*Text segment*:
Over the past 50 decades, porous materials, from zeolites, coordination polymers to metal organic frameworks (MOFs), have gained considerable attention. The interesting feature is their porosity that allows the diffusion of guest molecules into the bulk structure. The shape and size of pores govern the shape and size selectivity of the guests to be incorporated. MOFs as defined by Yaghi et al. are porous structures constructed from the coordinative bonding between metal ions and organic linkers or bridging ligands (Figure 1) [1]. MOFs are formed by anchoring metal‐containing units or secondary‐building units (SBUs) with organic linkers, by coordination, yielding open frameworks that show exceptional feature of permanent porosity, stable framework, enormous surface area, and pore volume. The porosity is a consequence of long organic linkers that confer large storage space and numerous adsorption sites within MOFs. They also bear the ability to systematically vary and functionalize their pore structure [2, 3]. In the history of MOFs, a benchmark was represented by the synthesis of MOF‐5 (Zn₄O(bdc)₃, bdc = terephthalate) and HKUST‐1 (Cu₃(btc)₂, btc = 1,3,5‐benzenetricarboxylate) with high porosity and low pressure gas sorption, followed by the development of chromium(III) terephthalate (MIL‐101) with high chemical stability, MOF‐74 (Zn₂(dhbdc), dhbdc = 2,5‐dihydroxy‐1,4‐benzenedicarboxylate) with low pressure adsorption of CO₂, and several isostructural analogs of Mg‐MOF‐74 termed as IRMOF‐74‐I to IRMOF‐74‐XI, with large pore apertures to accommodate protein, NU‐110E with acetylene‐expanded hexatopic linker, having material highest experimental Brunauer‐Emmett‐Teller (BET) surface area of any porous material reported to date (7140 m² g^-1) Some examples of MOFs and their applications are given in Table 1 [1–15].

*Available data*:
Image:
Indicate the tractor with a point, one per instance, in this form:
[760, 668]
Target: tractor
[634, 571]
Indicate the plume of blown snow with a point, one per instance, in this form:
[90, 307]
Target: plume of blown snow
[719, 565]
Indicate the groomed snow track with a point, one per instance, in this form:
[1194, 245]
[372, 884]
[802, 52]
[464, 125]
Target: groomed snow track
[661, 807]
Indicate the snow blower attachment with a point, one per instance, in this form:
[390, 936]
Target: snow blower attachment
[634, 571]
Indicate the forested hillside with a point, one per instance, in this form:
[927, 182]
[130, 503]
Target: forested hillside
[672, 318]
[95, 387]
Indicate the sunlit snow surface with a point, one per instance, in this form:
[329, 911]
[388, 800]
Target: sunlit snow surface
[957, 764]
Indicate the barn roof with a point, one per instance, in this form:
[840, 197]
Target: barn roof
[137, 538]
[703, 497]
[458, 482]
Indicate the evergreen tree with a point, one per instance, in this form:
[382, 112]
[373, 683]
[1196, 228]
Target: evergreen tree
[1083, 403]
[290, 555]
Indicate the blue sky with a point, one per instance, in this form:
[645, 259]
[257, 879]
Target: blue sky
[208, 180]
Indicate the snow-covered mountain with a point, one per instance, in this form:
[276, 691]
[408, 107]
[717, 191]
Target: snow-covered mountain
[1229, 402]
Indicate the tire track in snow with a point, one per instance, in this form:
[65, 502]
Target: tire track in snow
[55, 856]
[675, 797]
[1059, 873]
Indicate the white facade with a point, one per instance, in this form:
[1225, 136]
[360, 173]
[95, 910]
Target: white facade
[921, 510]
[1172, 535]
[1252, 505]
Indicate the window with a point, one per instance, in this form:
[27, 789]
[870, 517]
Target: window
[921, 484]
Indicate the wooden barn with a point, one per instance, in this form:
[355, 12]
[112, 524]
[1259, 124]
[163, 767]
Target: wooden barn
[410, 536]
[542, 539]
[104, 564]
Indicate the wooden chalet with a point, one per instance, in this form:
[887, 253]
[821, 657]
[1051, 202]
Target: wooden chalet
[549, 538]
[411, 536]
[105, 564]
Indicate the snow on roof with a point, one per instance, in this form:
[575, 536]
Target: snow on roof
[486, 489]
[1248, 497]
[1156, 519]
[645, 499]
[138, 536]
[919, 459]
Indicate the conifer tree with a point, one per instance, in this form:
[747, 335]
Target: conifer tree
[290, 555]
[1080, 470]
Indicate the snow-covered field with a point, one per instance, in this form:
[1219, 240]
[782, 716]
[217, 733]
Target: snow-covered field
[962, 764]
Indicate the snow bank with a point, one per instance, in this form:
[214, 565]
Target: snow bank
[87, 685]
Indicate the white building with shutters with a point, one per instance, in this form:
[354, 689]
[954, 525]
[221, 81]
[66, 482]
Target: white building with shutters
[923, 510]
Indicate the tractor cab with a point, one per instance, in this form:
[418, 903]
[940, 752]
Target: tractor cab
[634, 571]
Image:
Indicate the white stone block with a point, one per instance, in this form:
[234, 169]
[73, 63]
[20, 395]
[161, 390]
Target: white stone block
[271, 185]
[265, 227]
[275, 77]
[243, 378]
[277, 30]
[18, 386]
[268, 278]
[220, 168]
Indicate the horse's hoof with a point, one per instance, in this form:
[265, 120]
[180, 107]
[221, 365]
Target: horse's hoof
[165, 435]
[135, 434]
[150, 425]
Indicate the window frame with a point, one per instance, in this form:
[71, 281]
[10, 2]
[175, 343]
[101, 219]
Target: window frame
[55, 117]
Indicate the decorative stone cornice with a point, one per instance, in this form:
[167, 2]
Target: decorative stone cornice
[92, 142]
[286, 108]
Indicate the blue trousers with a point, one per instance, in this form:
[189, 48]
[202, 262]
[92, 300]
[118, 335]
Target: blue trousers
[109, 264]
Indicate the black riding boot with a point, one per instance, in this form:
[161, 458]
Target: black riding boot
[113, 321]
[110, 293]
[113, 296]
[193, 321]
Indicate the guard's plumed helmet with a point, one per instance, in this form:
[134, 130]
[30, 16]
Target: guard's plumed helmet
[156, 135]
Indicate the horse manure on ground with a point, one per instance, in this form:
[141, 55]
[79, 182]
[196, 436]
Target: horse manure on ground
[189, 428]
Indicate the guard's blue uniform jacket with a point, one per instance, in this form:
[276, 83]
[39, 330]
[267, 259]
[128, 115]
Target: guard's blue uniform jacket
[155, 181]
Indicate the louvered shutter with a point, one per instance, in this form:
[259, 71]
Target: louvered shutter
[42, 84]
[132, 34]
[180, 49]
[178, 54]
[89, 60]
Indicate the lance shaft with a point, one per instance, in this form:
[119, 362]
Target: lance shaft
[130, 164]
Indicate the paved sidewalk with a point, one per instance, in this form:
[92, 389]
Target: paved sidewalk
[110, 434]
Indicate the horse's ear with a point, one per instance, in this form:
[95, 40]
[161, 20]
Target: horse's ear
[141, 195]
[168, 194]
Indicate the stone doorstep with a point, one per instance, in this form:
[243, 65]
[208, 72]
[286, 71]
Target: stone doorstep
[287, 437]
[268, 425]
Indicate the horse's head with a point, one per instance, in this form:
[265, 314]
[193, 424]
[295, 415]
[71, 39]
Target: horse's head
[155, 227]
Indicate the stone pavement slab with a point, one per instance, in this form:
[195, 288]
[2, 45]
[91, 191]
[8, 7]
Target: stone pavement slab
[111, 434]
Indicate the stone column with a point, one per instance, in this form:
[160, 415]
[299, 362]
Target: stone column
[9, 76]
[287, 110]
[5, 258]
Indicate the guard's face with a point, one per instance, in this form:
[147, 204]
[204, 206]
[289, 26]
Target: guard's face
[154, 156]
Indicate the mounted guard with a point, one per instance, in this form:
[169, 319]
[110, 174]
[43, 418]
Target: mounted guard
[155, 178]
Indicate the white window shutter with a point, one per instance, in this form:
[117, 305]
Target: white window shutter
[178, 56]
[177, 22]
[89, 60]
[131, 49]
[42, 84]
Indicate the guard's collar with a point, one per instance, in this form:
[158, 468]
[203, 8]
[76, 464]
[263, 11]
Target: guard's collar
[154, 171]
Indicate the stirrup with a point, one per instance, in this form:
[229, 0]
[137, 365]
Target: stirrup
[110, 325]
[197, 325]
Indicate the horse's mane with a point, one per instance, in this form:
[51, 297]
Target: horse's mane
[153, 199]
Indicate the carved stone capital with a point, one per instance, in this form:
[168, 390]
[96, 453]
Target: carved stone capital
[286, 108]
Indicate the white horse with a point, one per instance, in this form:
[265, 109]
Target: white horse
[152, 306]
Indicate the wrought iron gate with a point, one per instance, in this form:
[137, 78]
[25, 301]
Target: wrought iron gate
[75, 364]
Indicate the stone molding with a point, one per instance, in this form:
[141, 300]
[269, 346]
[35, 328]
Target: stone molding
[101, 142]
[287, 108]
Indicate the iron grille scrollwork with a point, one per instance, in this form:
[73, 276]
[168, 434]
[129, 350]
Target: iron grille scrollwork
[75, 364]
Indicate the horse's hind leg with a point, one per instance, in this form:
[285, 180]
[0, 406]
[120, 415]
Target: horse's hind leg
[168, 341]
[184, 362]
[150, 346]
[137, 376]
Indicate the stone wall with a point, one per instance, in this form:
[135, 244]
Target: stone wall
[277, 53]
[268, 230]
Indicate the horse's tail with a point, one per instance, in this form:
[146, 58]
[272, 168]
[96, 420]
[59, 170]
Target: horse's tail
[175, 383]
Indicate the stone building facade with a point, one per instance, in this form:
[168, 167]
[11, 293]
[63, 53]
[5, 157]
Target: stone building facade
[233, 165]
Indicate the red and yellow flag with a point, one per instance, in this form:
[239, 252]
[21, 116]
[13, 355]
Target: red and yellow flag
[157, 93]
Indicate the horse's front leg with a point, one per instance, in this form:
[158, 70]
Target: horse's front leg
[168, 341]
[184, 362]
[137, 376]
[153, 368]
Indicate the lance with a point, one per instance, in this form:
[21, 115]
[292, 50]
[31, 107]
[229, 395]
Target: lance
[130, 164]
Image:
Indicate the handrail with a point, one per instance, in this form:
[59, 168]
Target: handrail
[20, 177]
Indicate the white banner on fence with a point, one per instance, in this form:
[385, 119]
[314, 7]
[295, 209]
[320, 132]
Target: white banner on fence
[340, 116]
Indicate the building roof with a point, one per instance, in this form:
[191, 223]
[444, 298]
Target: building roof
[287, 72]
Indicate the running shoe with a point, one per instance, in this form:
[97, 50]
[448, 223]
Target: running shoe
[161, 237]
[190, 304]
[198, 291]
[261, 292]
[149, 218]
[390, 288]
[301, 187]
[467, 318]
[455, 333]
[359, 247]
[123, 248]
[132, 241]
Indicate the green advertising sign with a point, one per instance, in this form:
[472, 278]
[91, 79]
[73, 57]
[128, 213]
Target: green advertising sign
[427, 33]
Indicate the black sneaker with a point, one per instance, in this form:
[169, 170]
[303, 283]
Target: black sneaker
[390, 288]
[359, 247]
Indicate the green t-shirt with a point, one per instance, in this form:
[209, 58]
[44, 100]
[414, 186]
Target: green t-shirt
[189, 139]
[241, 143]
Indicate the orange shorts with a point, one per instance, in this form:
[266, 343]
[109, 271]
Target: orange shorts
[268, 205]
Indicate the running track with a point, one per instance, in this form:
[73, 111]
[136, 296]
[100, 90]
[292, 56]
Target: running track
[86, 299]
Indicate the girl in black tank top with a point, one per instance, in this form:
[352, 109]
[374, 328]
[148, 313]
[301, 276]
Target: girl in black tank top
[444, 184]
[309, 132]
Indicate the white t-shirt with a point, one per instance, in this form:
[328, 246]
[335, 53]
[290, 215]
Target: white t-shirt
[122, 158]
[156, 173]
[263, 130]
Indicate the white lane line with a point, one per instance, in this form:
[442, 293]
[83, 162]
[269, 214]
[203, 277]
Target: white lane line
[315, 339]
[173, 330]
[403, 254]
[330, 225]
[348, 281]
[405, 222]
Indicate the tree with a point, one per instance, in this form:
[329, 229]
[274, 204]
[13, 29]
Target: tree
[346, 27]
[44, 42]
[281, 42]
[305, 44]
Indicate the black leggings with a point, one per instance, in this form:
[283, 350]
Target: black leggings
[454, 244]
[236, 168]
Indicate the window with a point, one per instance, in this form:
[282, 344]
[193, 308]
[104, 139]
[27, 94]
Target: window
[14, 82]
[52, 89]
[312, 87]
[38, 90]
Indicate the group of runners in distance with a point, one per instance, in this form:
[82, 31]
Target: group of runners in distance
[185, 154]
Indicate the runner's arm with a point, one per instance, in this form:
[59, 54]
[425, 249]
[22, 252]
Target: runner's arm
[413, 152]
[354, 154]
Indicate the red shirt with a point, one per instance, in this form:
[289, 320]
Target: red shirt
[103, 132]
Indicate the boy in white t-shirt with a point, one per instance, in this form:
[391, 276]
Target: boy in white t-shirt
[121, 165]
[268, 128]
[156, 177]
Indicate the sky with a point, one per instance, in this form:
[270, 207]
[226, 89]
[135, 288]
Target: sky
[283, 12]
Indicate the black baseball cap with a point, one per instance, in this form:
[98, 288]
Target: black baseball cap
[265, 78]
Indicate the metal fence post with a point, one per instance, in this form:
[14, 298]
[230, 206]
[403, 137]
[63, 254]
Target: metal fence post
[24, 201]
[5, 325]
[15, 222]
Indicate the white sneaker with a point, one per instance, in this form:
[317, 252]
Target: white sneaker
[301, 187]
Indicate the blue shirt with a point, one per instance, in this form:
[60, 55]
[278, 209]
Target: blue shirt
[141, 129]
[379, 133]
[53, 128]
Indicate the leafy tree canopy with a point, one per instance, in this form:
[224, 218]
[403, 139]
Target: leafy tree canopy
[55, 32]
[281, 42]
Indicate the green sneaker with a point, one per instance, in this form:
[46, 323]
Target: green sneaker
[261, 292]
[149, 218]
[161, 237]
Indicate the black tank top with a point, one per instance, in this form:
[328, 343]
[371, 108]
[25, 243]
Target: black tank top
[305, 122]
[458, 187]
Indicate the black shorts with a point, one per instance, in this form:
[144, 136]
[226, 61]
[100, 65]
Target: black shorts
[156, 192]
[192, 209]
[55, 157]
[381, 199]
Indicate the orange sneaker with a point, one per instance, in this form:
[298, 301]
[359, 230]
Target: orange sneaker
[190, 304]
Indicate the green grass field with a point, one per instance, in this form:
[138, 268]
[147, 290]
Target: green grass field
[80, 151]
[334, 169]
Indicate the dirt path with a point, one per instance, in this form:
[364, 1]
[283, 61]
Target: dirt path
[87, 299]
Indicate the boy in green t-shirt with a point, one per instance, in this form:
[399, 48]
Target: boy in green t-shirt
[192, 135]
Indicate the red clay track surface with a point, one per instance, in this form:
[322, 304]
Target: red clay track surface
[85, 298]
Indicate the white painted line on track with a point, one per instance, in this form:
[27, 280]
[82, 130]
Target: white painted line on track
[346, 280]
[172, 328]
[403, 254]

*Activity 1*:
Using only the passage on metal organic frameworks, decide whether each statement below agrees with it. For each, answer yes or no and quote the words of the passage that decide it.
(a) MOF‐5 has the formula Zn₄O(bdc)₃, where bdc is terephthalate.
(b) MIL‐101 is noted for low pressure adsorption of CO₂.
(c) The porosity of MOFs results from long organic linkers.
*Activity 2*:
List every abbreviation that the passage on metal organic frameworks defines with an equals sign, and give what each one stands for.

*Problem solution 1*:
(a) Yes: "MOF‐5 (Zn₄O(bdc)₃, bdc = terephthalate)"
(b) No: "chromium(III) terephthalate (MIL‐101) with high chemical stability"
(c) Yes: "The porosity is a consequence of long organic linkers that confer large storage space and numerous adsorption sites within MOFs."

*Problem solution 2*:
bdc = terephthalate
btc = 1,3,5‐benzenetricarboxylate
dhbdc = 2,5‐dihydroxy‐1,4‐benzenedicarboxylate